- [Travail demandé]
**a.** Dans le texte sur le Centre des Bords de Marne, recopiez le passage qui commence par les mots contenant « Forte de l’expertise » et s’achève sur « Keiser en 2020. », en substituant « collaboration » à « coproduction ».
**b.** D’après le texte sur le Centre des Bords de Marne, de combien de places dispose la salle principale ?

- [Texte extrait]
=====
Avec ses 489 places, la salle principale du Centre des Bords de Marne
offre un écrin intimiste idéal pour les nombreux spectacles de danse,
jazz et musique classique qui trouvent une large place dans la
programmation de cette scène nationale conventionnée « art et
création ». Le Théâtre du Perreux‑sur‑Marne peut ainsi s’enorgueillir
d’un accueil régulier de l’Orchestre national d’Ile‑de‑France ou de
productions audacieuses telles que Le Code noir de Louis Clapisson en 2020, sans parler de sa résidence féconde avec l’Arcal, depuis 2020.
Forte de l’expertise accumulée tout au long de ses quarante ans
d’existence, la compagnie nationale de théâtre lyrique et musical,
dirigée depuis 2009 par Catherine Kollen, n’a de cesse de monter de
nouveaux projets en coproduction avec différentes scènes nationales à
travers toute la France : de quoi toucher tous les publics, y compris
ceux moins habitués à la fréquentation du répertoire opératique. On
pense ainsi, ces dernières années, à des spectacles aussi réussis qu’Armida de Haydn en 2014, L’Empereur d’Atlantis d’Ullmann en 2015, La Petite renarde rusée de Janácek en 2016, ou, dans une moindre mesure, Crésus de Keiser en 2020.
=====
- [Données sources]

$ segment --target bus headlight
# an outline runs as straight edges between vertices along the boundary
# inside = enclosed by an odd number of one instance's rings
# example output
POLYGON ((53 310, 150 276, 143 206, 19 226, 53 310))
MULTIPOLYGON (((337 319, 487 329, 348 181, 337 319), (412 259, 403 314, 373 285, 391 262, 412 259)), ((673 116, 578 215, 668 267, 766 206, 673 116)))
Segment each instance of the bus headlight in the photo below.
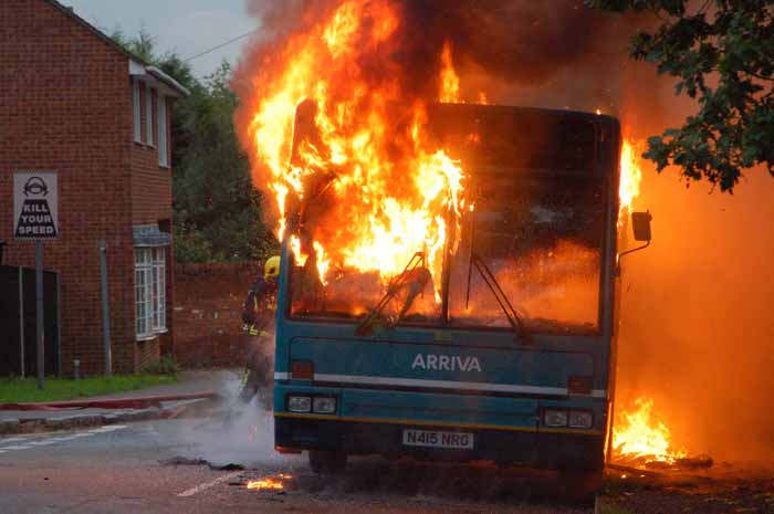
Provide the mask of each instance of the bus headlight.
POLYGON ((332 415, 336 411, 336 399, 330 396, 315 397, 312 411, 318 415, 332 415))
POLYGON ((592 428, 592 413, 584 410, 569 411, 571 428, 592 428))
POLYGON ((291 412, 310 412, 312 410, 312 398, 308 396, 287 397, 287 410, 291 412))
POLYGON ((566 427, 567 411, 545 409, 543 412, 543 423, 545 423, 546 427, 566 427))

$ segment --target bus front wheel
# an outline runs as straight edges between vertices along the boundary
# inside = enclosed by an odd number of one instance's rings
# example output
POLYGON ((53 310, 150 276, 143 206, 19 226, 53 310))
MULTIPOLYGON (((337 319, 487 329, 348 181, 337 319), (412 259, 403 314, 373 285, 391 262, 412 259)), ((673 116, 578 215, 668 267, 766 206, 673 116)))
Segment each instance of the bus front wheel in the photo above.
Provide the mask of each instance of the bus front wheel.
POLYGON ((347 454, 343 451, 310 450, 310 466, 317 474, 343 473, 347 454))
=====
- [Corrigé]
**a.**
Forte de l’expertise accumulée tout au long de ses quarante ans
d’existence, la compagnie nationale de théâtre lyrique et musical,
dirigée depuis 2009 par Catherine Kollen, n’a de cesse de monter de
nouveaux projets en collaboration avec différentes scènes nationales à
travers toute la France : de quoi toucher tous les publics, y compris
ceux moins habitués à la fréquentation du répertoire opératique. On
pense ainsi, ces dernières années, à des spectacles aussi réussis qu’Armida de Haydn en 2014, L’Empereur d’Atlantis d’Ullmann en 2015, La Petite renarde rusée de Janácek en 2016, ou, dans une moindre mesure, Crésus de Keiser en 2020.

**b.** La salle principale dispose de 489 places.